[Begin]
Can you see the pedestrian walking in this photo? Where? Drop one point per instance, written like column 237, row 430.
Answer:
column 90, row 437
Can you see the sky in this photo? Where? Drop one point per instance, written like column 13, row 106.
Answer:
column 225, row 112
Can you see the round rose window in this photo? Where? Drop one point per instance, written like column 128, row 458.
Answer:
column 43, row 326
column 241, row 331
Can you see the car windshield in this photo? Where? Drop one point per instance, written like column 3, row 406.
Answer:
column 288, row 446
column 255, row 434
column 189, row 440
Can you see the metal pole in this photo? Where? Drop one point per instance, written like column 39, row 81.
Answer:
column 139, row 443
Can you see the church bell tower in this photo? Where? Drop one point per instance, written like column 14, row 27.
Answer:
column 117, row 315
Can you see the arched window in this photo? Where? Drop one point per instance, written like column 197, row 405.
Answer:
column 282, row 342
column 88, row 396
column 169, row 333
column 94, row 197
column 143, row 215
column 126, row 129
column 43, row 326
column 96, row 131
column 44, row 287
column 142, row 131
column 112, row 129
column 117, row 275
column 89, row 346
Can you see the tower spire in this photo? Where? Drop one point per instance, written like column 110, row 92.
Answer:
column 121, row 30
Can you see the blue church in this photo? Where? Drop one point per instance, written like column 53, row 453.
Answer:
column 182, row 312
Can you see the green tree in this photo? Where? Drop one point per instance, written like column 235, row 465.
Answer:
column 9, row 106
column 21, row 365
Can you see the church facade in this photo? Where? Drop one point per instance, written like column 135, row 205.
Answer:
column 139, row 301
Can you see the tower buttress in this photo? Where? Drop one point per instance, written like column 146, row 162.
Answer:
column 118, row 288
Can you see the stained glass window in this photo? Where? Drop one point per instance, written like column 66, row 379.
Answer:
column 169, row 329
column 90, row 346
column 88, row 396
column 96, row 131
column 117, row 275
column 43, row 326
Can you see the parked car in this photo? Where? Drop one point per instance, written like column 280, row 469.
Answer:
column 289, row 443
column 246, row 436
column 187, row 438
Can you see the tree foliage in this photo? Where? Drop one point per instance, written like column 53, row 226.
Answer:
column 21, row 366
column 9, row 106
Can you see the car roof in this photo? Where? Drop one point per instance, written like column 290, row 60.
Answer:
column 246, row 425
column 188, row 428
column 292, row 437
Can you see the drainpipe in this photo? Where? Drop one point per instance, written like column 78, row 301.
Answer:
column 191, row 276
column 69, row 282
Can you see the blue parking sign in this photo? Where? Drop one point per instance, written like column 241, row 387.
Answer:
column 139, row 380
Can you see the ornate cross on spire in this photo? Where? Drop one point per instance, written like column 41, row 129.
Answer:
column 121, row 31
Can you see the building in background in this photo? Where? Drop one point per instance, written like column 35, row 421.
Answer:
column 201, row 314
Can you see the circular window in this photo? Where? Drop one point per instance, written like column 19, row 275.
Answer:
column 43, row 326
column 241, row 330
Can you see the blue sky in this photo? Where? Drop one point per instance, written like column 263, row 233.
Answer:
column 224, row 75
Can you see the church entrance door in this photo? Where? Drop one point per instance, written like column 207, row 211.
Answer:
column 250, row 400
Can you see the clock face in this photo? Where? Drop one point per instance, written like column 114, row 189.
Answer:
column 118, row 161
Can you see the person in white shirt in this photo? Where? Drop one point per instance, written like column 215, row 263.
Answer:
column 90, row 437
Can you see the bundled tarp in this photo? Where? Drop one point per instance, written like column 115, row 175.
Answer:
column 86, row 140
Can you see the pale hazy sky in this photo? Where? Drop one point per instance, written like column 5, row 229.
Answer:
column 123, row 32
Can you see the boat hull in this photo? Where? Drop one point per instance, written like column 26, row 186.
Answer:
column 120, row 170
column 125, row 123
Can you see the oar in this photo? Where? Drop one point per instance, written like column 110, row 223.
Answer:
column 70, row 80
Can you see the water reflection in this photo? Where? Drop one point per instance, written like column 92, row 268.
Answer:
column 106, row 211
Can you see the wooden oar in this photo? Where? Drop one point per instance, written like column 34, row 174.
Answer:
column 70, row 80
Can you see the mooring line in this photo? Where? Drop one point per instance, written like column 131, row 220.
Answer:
[End]
### Required work
Copy out the full material exactly as it appears.

### Task solution
Can you see the pedestrian walking in this photo? Where? Drop one point per instance, written like column 237, row 430.
Answer:
column 90, row 437
Can you see the sky in this photo? Where? Drop one point per instance, written like column 13, row 106.
Answer:
column 225, row 112
Can you see the round rose window in this photo? Where? Drop one point per instance, written like column 128, row 458.
Answer:
column 43, row 326
column 241, row 331
Can you see the car windshield in this photo? Where? Drop one point per instance, written like column 3, row 406.
Answer:
column 288, row 446
column 255, row 434
column 189, row 440
Can you see the metal pole in this photo? Where? Drop one point per instance, written like column 39, row 81.
Answer:
column 139, row 443
Can you see the church bell tower in this photo? Where? Drop one point per instance, written like column 14, row 27.
Answer:
column 117, row 315
Can you see the arched window in this photo? Where? Drop one point per instance, written like column 197, row 405.
Answer:
column 282, row 342
column 88, row 396
column 169, row 333
column 94, row 197
column 143, row 215
column 126, row 129
column 43, row 326
column 96, row 131
column 44, row 287
column 142, row 131
column 112, row 129
column 117, row 275
column 89, row 346
Can you see the tower spire in this photo? Where? Drop one point per instance, written like column 110, row 92.
Answer:
column 121, row 30
Can you see the blue church in this photo? Where? Drop one point per instance, written like column 53, row 453.
Answer:
column 182, row 312
Can you see the green tree in this photo? Where? Drop one point per instance, written like column 235, row 465.
Answer:
column 9, row 106
column 21, row 365
Can you see the church facade in this photo? Where? Drop one point per instance, written like column 135, row 205.
Answer:
column 139, row 301
Can you see the tower buttress in this photo? Where? Drop one point per instance, written like column 146, row 162.
Answer:
column 118, row 288
Can you see the stained glass window in this photo? Where? Drop one point per instance, written like column 66, row 379.
Answer:
column 169, row 329
column 90, row 346
column 88, row 396
column 96, row 131
column 117, row 275
column 43, row 326
Can you see the parked car in this photo? Where? Drop one point per instance, written like column 280, row 469.
Answer:
column 289, row 443
column 246, row 436
column 187, row 438
Can you see the tree foliage in this photo? Where? Drop one point per instance, written like column 53, row 226.
Answer:
column 21, row 366
column 9, row 106
Can you see the car roof in this photo? Where? Drop one point per instance, written like column 290, row 60.
Answer:
column 246, row 425
column 188, row 428
column 292, row 437
Can you see the drainpipe in this photo? Where? Drop one point per instance, written like column 78, row 301.
Answer:
column 191, row 276
column 69, row 282
Can you see the blue parking sign in this photo? Where? Drop one point per instance, written like column 241, row 387.
Answer:
column 139, row 380
Can you see the ornate cross on spire in this photo? Where? Drop one point per instance, written like column 41, row 129.
Answer:
column 121, row 31
Can you see the building in background in this photo? Where? Drop one point per instance, written like column 35, row 421.
Answer:
column 201, row 314
Can you see the circular window in this photo? Where? Drop one point per instance, written like column 19, row 275.
Answer:
column 43, row 326
column 241, row 330
Can you see the blue sky in this photo? Where? Drop one point per instance, written like column 263, row 233.
Answer:
column 224, row 75
Can you see the church entrance door in this photo? Where? Drop one point per instance, written like column 207, row 211.
Answer:
column 250, row 400
Can you see the clock face in this photo? Where? Drop one point per instance, written like column 114, row 189.
Answer:
column 118, row 161
Can you see the person in white shirt in this photo? Where? Drop one point per instance, written like column 215, row 263.
Answer:
column 90, row 437
Can you see the bundled tarp in this photo? Where? Drop one point per instance, written like column 115, row 175.
Answer:
column 86, row 140
Can you see the pale hazy sky in this photo? Where? Drop one point per instance, written like column 5, row 229.
Answer:
column 123, row 32
Can you see the boat hull in this photo? Where? Drop one point per instance, written like column 26, row 186.
Answer:
column 120, row 170
column 125, row 123
Can you see the oar in this photo? Where? Drop one point per instance, written like column 110, row 223.
Answer:
column 70, row 80
Can you see the water reflection in this photo? Where? Drop one point per instance, written like column 92, row 268.
Answer:
column 106, row 211
Can you see the wooden oar in this photo? Where? Drop one point per instance, written like column 34, row 174.
Answer:
column 70, row 80
Can you see the mooring line in this photo? Where? Drop one point per instance, written like column 131, row 220.
Answer:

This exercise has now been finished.